#### [LATIHAN SINGKAT]
Menurut kutipan teks tentang hak atas kekayaan intelektual di bawah, hak moral menunjukkan ciri khas yang berkaitan dengan beberapa hal. Sebutkan semua hal tersebut.

#### [KUTIPAN TEKS]
════

Hak Ekonomi, Hak Moral, dan Fungsi Sosial

Pada Hak atas Kekayaan Intelektual terdapat adanya dua hak khusus, yaitu hak ekonomi (economic right) dan hak moral (moral right), disamping adanya fungsi sosial[1]. Hak ekonomi adalah hak untuk memperoleh keuntungan atas kekayaan intelektual. Hak ini berupa keuntungan sejumlah uang yang diperoleh karena penggunaan sendiri hak kekayaan intelektual, atau karena penggunaan oleh pihak lain berdasarkan lisensi. Hal ini dikarenakan hak kekayaan intelektual dapat menjadi objek perdagangan dalam dunia usaha. Hak ekonomi dapat dialihkan. Sedangkan hak moral adalah hak yang melindungi kepentingan pribadi (reputasi) pencipta atau penemu. Hak ini melekat pada pribadi pencipta atau penemu yang bersifat pribadi, menunjukkan ciri khas yang berkaitan dengan nama baik, kemampuan, dan integritas yang hanya dimiliki oleh pencipta atau penemu serta bersifat kekal artinya melekat pada pencipta atau penemu selama hidup bahkan setelah meninggal dunia. Maksud fungsi sosial dalam hal ini adalah bahwa disamping hak atas kekayaan intelektual untuk kepentingan pribadi pemiliknya, juga untuk kepentingan umum.

════

#### [DATA YANG DIBERIKAN]
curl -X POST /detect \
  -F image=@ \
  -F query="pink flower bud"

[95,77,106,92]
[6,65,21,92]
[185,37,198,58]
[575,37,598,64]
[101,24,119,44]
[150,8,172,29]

════

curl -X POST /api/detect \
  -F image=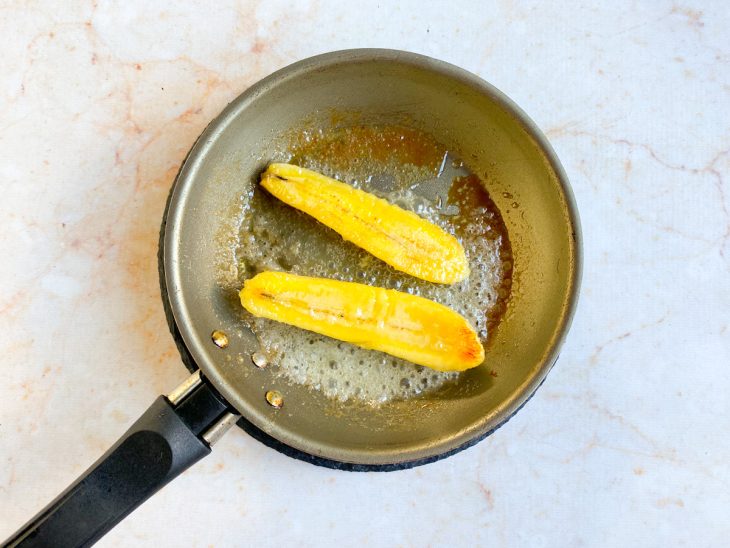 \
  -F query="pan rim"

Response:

════

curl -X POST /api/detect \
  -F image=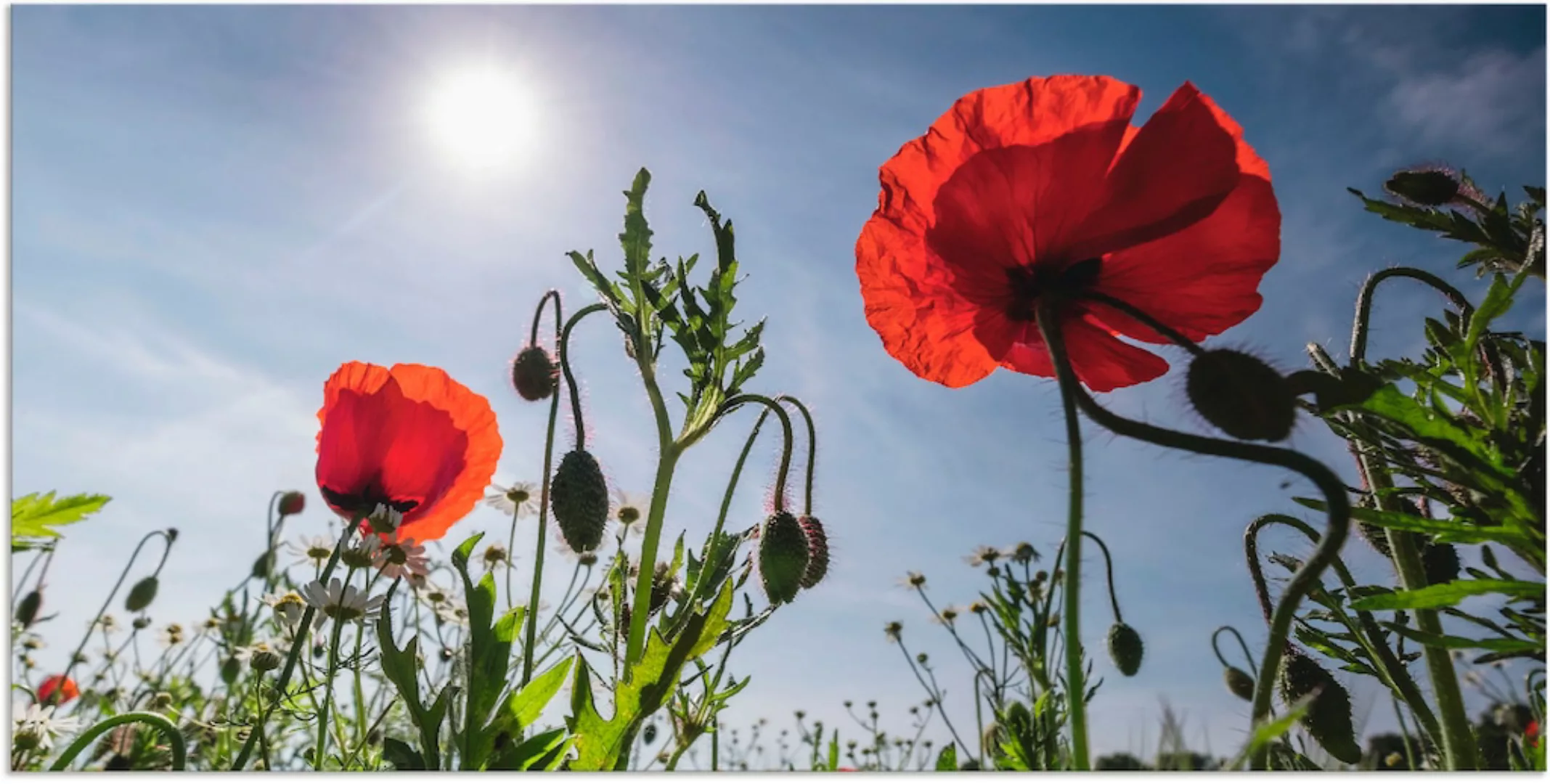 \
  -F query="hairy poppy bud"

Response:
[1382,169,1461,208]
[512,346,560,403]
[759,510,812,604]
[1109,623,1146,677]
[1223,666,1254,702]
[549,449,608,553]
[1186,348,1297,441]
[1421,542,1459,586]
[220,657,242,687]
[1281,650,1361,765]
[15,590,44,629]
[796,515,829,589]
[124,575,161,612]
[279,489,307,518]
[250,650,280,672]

════

#### [HASIL]
Nama baik, kemampuan, dan integritas.